Problem requirements:
Please count the lines in the listing below that contain the string "rough", treating uppercase and lowercase letters as different. Reply with the number alone.

Records shown:
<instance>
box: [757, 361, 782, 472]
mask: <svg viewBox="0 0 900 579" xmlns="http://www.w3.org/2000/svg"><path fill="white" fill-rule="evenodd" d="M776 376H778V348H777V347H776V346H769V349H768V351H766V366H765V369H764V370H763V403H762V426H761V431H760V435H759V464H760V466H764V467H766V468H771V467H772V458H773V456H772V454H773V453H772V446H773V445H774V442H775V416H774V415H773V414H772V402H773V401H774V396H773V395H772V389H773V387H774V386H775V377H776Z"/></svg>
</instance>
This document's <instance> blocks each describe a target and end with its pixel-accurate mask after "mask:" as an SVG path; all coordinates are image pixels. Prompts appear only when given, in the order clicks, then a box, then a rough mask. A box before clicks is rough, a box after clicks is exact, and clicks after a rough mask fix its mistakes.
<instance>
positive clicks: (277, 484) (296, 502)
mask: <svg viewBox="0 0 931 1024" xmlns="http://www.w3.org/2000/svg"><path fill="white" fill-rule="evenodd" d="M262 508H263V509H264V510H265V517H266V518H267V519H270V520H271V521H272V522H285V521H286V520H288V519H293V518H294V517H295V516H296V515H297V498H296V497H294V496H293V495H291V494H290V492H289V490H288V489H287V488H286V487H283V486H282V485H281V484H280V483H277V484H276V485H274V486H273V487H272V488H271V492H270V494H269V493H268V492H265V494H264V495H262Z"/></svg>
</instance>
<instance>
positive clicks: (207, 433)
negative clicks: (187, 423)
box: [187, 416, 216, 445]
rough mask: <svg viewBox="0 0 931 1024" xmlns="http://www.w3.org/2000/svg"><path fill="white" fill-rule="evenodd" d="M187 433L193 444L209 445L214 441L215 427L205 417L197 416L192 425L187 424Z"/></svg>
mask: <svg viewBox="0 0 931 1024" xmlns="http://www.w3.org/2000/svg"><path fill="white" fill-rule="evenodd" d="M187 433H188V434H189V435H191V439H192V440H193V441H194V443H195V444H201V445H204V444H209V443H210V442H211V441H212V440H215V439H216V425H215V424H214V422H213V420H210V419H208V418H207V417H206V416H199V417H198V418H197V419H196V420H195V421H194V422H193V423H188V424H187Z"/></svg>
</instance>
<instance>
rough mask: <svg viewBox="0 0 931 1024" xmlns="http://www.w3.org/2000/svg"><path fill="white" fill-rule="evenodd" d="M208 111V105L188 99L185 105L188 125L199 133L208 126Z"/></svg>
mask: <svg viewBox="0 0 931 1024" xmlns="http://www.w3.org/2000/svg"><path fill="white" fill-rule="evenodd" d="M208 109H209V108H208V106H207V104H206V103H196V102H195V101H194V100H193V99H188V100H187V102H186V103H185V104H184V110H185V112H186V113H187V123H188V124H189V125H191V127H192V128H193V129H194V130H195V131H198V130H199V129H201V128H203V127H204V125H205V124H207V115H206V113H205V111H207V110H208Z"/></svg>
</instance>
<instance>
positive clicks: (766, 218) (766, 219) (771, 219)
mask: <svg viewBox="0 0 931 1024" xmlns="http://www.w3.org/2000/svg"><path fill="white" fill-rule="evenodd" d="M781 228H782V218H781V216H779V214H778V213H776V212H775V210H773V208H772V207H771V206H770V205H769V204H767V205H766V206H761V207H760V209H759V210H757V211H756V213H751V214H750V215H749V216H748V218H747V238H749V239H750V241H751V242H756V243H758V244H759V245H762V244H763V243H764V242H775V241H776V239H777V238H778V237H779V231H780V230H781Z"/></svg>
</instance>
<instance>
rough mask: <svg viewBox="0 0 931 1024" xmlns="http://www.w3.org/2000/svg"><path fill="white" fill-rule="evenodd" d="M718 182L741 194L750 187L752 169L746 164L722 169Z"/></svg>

Answer box:
4